> [PROVIDED INFORMATION]:
______________________________

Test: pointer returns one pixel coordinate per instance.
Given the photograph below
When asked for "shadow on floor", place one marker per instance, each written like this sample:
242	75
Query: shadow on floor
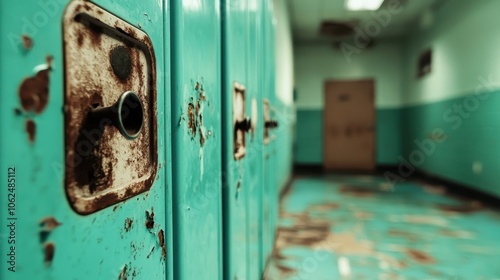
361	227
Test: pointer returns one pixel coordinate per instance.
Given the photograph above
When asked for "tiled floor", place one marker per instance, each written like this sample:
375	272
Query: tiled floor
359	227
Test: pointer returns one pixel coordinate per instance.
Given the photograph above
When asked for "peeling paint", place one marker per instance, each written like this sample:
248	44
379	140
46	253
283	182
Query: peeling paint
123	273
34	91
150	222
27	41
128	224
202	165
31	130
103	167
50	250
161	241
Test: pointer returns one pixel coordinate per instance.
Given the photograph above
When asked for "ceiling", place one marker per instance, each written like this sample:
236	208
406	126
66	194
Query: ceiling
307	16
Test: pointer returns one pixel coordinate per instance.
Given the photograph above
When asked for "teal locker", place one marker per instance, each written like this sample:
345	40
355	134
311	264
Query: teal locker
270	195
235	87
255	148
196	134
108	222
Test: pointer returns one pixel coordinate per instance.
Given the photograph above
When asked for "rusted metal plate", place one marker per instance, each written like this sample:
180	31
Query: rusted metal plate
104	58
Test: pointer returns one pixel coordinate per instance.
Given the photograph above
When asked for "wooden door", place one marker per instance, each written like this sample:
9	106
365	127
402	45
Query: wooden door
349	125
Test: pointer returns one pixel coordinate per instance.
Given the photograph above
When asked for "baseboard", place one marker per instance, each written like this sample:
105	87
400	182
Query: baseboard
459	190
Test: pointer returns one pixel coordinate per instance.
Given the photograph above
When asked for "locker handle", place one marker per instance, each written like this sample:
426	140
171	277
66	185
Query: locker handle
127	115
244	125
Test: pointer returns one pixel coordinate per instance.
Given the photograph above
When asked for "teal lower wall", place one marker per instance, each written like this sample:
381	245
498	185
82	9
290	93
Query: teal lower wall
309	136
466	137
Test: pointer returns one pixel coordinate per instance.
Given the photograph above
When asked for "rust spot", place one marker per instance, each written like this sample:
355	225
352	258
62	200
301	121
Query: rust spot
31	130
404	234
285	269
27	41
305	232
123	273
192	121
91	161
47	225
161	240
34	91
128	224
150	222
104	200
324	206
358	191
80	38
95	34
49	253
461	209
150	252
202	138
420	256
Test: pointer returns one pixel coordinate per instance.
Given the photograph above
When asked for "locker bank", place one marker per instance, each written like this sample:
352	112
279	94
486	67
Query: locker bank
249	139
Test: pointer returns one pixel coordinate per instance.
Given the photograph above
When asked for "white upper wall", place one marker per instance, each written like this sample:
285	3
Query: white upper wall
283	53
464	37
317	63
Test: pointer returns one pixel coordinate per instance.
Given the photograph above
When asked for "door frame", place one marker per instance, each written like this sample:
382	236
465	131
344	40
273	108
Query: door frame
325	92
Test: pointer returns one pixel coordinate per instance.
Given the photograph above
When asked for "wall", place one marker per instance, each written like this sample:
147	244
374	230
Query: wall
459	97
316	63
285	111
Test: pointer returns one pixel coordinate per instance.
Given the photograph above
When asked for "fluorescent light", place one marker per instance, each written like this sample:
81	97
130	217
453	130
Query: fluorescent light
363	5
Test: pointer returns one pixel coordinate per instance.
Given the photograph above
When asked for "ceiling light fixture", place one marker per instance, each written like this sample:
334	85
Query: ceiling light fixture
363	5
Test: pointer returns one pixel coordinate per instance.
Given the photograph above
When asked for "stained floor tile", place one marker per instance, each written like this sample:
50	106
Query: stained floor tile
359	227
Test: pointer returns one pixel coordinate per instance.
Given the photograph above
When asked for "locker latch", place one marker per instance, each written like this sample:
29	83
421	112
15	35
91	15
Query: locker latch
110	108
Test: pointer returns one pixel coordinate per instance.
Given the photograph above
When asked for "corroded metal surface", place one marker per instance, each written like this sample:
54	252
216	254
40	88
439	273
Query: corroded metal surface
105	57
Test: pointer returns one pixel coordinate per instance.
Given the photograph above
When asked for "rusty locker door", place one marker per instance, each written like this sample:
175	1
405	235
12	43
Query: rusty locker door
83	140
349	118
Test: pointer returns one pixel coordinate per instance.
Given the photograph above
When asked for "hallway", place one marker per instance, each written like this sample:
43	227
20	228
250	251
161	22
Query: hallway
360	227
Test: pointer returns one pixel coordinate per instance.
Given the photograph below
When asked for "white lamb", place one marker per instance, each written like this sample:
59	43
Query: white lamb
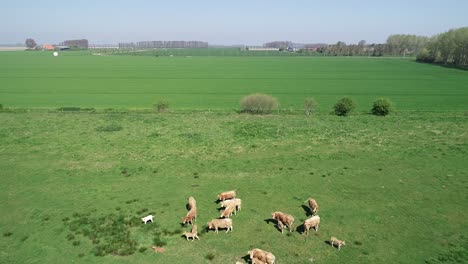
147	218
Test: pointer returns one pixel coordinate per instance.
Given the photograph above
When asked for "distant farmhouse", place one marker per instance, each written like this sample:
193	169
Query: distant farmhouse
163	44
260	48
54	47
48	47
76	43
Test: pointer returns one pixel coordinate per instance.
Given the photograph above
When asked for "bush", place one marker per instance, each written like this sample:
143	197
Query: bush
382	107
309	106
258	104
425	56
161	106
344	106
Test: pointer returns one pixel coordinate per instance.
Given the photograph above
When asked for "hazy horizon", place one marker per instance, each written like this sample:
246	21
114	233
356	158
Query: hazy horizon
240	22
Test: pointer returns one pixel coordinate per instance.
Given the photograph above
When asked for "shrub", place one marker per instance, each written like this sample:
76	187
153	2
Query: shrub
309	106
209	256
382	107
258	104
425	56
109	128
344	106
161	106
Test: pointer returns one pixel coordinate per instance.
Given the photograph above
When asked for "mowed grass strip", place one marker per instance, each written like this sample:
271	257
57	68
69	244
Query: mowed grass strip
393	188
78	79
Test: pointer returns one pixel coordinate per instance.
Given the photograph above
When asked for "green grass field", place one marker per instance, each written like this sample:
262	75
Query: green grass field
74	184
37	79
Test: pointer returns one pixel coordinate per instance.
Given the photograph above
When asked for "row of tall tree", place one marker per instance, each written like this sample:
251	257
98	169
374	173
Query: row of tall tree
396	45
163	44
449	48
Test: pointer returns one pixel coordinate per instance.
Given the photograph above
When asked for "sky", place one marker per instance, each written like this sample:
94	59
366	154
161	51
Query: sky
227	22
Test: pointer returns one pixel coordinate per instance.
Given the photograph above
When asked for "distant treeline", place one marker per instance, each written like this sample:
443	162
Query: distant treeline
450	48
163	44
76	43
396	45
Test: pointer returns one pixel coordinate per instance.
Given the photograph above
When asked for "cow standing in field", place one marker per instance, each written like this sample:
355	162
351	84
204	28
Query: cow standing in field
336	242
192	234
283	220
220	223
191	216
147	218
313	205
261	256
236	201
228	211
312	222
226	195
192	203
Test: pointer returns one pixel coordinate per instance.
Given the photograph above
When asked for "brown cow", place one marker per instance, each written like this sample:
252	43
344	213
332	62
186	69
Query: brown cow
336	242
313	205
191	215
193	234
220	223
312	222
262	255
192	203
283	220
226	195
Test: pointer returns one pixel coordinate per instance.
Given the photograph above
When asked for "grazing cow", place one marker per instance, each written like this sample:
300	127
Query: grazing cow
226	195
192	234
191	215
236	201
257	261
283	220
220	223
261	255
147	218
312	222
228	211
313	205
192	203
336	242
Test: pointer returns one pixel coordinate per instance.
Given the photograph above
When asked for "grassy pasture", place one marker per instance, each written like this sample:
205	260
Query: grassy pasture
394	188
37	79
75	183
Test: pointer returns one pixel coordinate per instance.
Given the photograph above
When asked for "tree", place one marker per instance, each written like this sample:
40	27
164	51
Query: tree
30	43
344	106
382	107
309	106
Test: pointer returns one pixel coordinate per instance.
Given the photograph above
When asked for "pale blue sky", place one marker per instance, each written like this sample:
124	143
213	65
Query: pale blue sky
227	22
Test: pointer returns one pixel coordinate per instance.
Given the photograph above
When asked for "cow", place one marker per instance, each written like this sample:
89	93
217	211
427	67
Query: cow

______________________________

Take the records above and transcribe them exactly, dropping every picture.

> [COMPLETE OUTPUT]:
Test: pointer returns one pixel coordinate per instance.
Given the photograph below
When asked for "shadow on floor", place one marker per instance, each written like this sample:
242	75
Query: shadow on floor
361	227
Test: pointer returns one pixel coordinate per instance.
Given the photograph above
When asked for "tiled floor", place one marker per instance, each written like this sample:
375	272
Query: tiled floor
359	227
Test: pointer returns one pixel coordinate per instance.
Given the photograph above
When asked for "peeling paint", place one marker per instance, each written like this sample:
248	44
379	140
46	253
283	182
Query: peeling paint
123	273
34	91
150	222
27	41
128	224
202	165
31	130
103	167
50	250
161	241
Test: pointer returns one pixel coordinate per instance.
Given the photograph above
When asked for "ceiling", place one marker per instance, each written like this sample:
236	208
406	126
66	194
Query: ceiling
307	16
Test: pointer returns one pixel coordinate per instance.
Given the photograph above
When asked for "teal locker", place one marker per instance, each written like this sample:
345	40
355	134
311	264
Query: teal locker
270	195
235	87
255	148
196	134
108	222
Test: pointer returns one pixel coordinate per instance.
Given the photograph above
When asked for "rusted metal plate", place one marker per instance, each written like this sample:
180	31
Query: rusted metal plate
104	58
Test: pointer returns one pixel coordinate per instance.
Given the photograph above
When asked for "wooden door", place one marker per instance, each written like this sample:
9	106
365	127
402	45
Query: wooden door
349	125
Test: pointer returns one pixel coordinate per instance.
Given the photograph above
When asked for "baseboard", place one marker per instance, each written like this sample:
105	87
400	182
Query: baseboard
459	190
Test: pointer returns one pixel coordinate per instance.
Given the photograph above
When asked for "locker handle", place one marker per instance, each written like this sample:
426	140
171	277
66	185
Query: locker handle
127	115
244	125
Test: pointer returns one pixel coordinate per instance.
Given the photograph above
When asked for "teal lower wall", place one marker per instance, each written like this sample:
381	245
498	185
82	9
290	93
Query: teal lower wall
309	136
466	137
Test: pointer returns one pixel coordinate per instance.
Given the photograph above
When asked for "rust spot", place one marker per instance, each written like this sample:
355	225
352	258
62	200
301	121
Query: rust spot
31	130
404	234
285	269
27	41
305	232
123	273
192	121
91	161
47	225
161	240
34	91
128	224
150	222
104	200
324	206
358	191
80	38
95	34
49	253
461	209
150	252
202	138
420	256
Test: pointer returns one pixel coordinate per instance.
Given the photograph above
When asked for "locker bank", place one marker per instance, each written like this sample:
352	112
279	94
486	67
Query: locker bank
249	139
Test: pointer returns one pixel coordinate per instance.
Given the photograph above
When asked for "white upper wall", place one marker per instance, each written like this sample:
285	3
Query: white upper wall
283	53
464	37
317	63
Test: pointer returns one pixel coordinate per instance.
Given the photograph above
When asked for "door frame", place one marker per instance, each written like this sample:
382	236
465	131
344	40
273	108
Query: door frame
325	92
Test: pointer returns one pixel coordinate per instance.
Given the photograph above
When asked for "wall", place one marker per instance, each written like this sample:
147	244
374	230
Query: wall
459	97
316	63
285	111
Test: pointer returns one pixel coordinate per instance.
Given the photograph above
When asked for "fluorescent light", place one marker per instance, each written like this sample:
81	97
130	217
453	130
Query: fluorescent light
363	5
Test: pointer returns one pixel coordinate per instance.
Given the photograph above
When asked for "ceiling light fixture", place one marker per instance, each written like this sample:
334	85
Query: ceiling light fixture
363	5
Test: pointer returns one pixel coordinate per instance.
Given the photograph above
When asked for "stained floor tile", place one marker per instance, each written like this sample:
50	106
Query: stained floor tile
359	227
Test: pointer returns one pixel coordinate per instance.
Given the photograph above
When asked for "locker latch", place one marker per instance, each written like this sample:
29	83
421	112
15	35
91	15
Query: locker latch
110	108
Test: pointer returns one pixel coordinate per instance.
Given the photograph above
When asked for "corroded metal surface", place one marker per instance, each written like this sample:
54	252
216	254
40	88
439	273
Query: corroded metal surface
105	57
Test: pointer returns one pixel coordinate per instance.
Given the photograph above
When asked for "rusty locker door", place one marker per instance, each written like this sample:
175	1
405	235
12	43
Query: rusty locker door
83	140
349	118
Test: pointer returns one pixel coordinate per instance.
Given the photograph above
When asked for "hallway", place one marker per instance, each written like this sample:
43	227
20	228
250	251
161	22
Query: hallway
360	227
Test: pointer returns one pixel coordinate per instance.
Given the photograph below
When asked for "white lamb", place one marker per instance, each written like this sample:
59	43
Query: white lamb
147	218
Test: pointer returns one pixel coordinate per instance.
Given the photograph above
When asked for "distant farmhouse", place one marker per instance, each written like this sample:
193	169
Query: distant farmhouse
163	44
260	48
54	47
48	47
76	43
Test: pointer returns one pixel coordinate per instance.
Given the photograph above
When asked for "bush", place one marker per instance, each written like this sample:
143	197
Query: bush
382	107
309	106
258	104
425	56
161	106
344	106
Test: pointer returns one pixel coordinate per instance.
Given the photograph above
When asked for "hazy horizon", place one marker per instance, each written like this sample:
246	21
114	233
356	158
Query: hazy horizon
240	22
Test: pointer returns one pixel coordinate per instance.
Given the photograph above
When asked for "shrub", place one marker per instance, each written like this sample:
76	187
153	2
Query: shrub
309	106
209	256
382	107
258	104
425	56
109	128
344	106
161	106
Test: pointer returns one pixel coordinate per instance.
Given the photograph above
When asked for "mowed grass strip", place one marker per instance, each written like this sample:
271	257
57	68
69	244
Query: mowed grass strip
393	188
78	79
Test: pointer returns one pixel coordinate per instance.
Given the photograph above
When asked for "green grass field", place one marker per instance, each written like this sample:
262	75
Query: green grass field
74	184
37	79
Test: pointer returns one pixel coordinate per instance.
Given the photograph above
When asked for "row of tall tree", place one marker per instance, each written like this sample:
251	257
98	169
374	173
Query: row of tall tree
396	45
163	44
449	48
Test: pointer returns one pixel coordinate per instance.
Given the photograph above
When asked for "sky", place one marker per instance, each written like this sample:
94	59
366	154
161	51
Query: sky
227	22
Test: pointer returns one pixel coordinate per instance.
Given the photograph above
When asked for "distant treeline", place one marker per instance, each written like this sample:
443	162
Query: distant treeline
450	48
163	44
76	43
396	45
Test: pointer returns one pixel coordinate per instance.
Given the photograph above
When asked for "cow standing in field", place one marker per instance, each written like this sample:
355	162
351	84
204	28
Query: cow standing in field
336	242
192	234
283	220
220	223
191	216
147	218
313	205
261	256
236	201
228	211
312	222
226	195
192	203
Test: pointer returns one pixel coordinate per instance.
Given the photograph above
When asked for "brown cow", place one marker per instance, each written like this sample:
252	43
344	213
332	62
186	69
Query: brown cow
336	242
313	205
191	215
193	234
220	223
312	222
262	255
192	203
283	220
226	195
Test: pointer returns one pixel coordinate per instance.
Given the photograph above
When asked for "grazing cow", place one marker per instance, each written like this sample:
300	127
Query: grazing cow
226	195
192	234
191	215
236	201
257	261
283	220
220	223
261	255
147	218
312	222
228	211
313	205
192	203
336	242
Test: pointer returns one pixel coordinate per instance.
Given the photograph above
When asked for "grassy pasture", place one marker per instance, each written like this sample:
205	260
Query: grassy pasture
394	188
37	79
75	183
Test: pointer returns one pixel coordinate per instance.
Given the photograph above
When asked for "tree", place one marker per instance, each written like this sample:
40	27
164	51
Query: tree
30	43
344	106
382	107
309	106
Test: pointer returns one pixel coordinate per instance.
Given the photograph above
When asked for "pale blue sky", place one marker per instance, each written like this sample:
124	143
213	65
Query: pale blue sky
227	22
Test: pointer returns one pixel coordinate per instance.
Given the photograph above
When asked for "cow", place one marker per instance, each written like this sample:
89	93
217	211
427	67
Query: cow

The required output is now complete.